- **What you have to do**: Reproduce everything from "Author Archives: John" down to "over six years." in the labor law posts below, word for word.

- **Extract provided**:
/---
Author Archives: John M. Hament

Jimmy John’s Takes on Disloyal Employees and the NLRB and Wins

Doling out a refreshing victory, the U.S. Court of Appeals for the Eighth Circuit sided with Jimmy John’s in a protected, concerted activity case brought under the National Labor Relations Act (“NLRA”). On July 3, the full en banc court reversed an earlier decision of a three-member panel of the court that had affirmed a National Labor Relations Board (“NLRB”) ruling for the employees. Unless appealed to the Supreme Court, this decision brings to an end a torturous legal saga lasting over six years.

This case was set in motion in October 2010 when an Industrial Workers of the World (IWW)-affiliated union lost a union election to represent Jimmy John’s employees at ten franchised stores in the Minneapolis-St. Paul area, owned and operated by MikLin Enterprises. After the unsuccessful election, several union supporters continued to pressure the franchisee’s management to adopt workplace policy changes, including the adoption of paid sick leave. The disgruntled sandwich-makers claimed that current attendance policies forced them to work while sick.

The dispute escalated when six of these employees placed posters in and around the restaurants, calling attention to their claims. The posters featured two identical side-by-side pictures of a Jimmy John’s sandwich. One was labeled as being made by a “sick” employee and the other by a “healthy” employee. The caption below the picture read “Can’t tell the difference?” and was accompanied by a message criticizing the employer’s attendance policies. The employer terminated the six employees responsible for these posters.

The employees challenged their terminations claiming that the employer’s actions were in retaliation for concerted protected activity under the NLRA. Both the NLRB and the three-member panel of the Eighth Circuit agreed. However, the full panel of the Eighth Circuit ruled that the terminations were lawful. Specifically, it found that the claims about food safety were false and misleading and therefore, sufficiently “disloyal” to place the actions of the six employees outside of the protections of the NLRA.

The decision is heartening for employers, as many recent NLRB decisions have been overly protective of worker actions that were calculated to harm a company’s reputation.

John M. Hament
jhament@williamsparker.com
(941) 552-2555

The Right-to-Work Movement Gains Momentum

On January 7, 2017, Kentucky became the 27th right-to-work state. Right-to-work laws make it illegal for unions or employers to compel workers to join a union and pay dues as a condition of employment. Florida was one of the first states with a right-to-work law pursuant to a constitutional provision passed in the 1940s. In Florida, and other right-to-work states, even if a worker is included within a bargaining unit of a unionized workplace and legally represented by the union, the employee still has an individual choice on whether to join the union and pay dues. Unions, of course, do not care for such laws or those states that adopt them.

Right-to-work initiatives have picked up steam in recent years with Indiana becoming the 23rd right-to-work state in 2012, followed by Michigan, Wisconsin, West Virginia, and now Kentucky. As a consequence of Republican victories in November 2016 it is anticipated that more states will climb on the right-to-work bandwagon —such laws are pending in Illinois, Missouri, New Hampshire and New Jersey. The driver for the expansion of right-to-work legislation is economics. Although right-to-work laws do not a bar unionization, industry and business typically view right-to-work states as more favorable economically, believing that there is a better opportunity to avoid unionization and the constraints that typically accompany union contracts.
\---
- **Source excerpt**:
/---
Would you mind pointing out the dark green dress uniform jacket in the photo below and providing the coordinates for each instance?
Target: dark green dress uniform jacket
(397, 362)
\---
- **Response to this task**:
Author Archives: John M. Hament

Jimmy John’s Takes on Disloyal Employees and the NLRB and Wins

Doling out a refreshing victory, the U.S. Court of Appeals for the Eighth Circuit sided with Jimmy John’s in a protected, concerted activity case brought under the National Labor Relations Act (“NLRA”). On July 3, the full en banc court reversed an earlier decision of a three-member panel of the court that had affirmed a National Labor Relations Board (“NLRB”) ruling for the employees. Unless appealed to the Supreme Court, this decision brings to an end a torturous legal saga lasting over six years.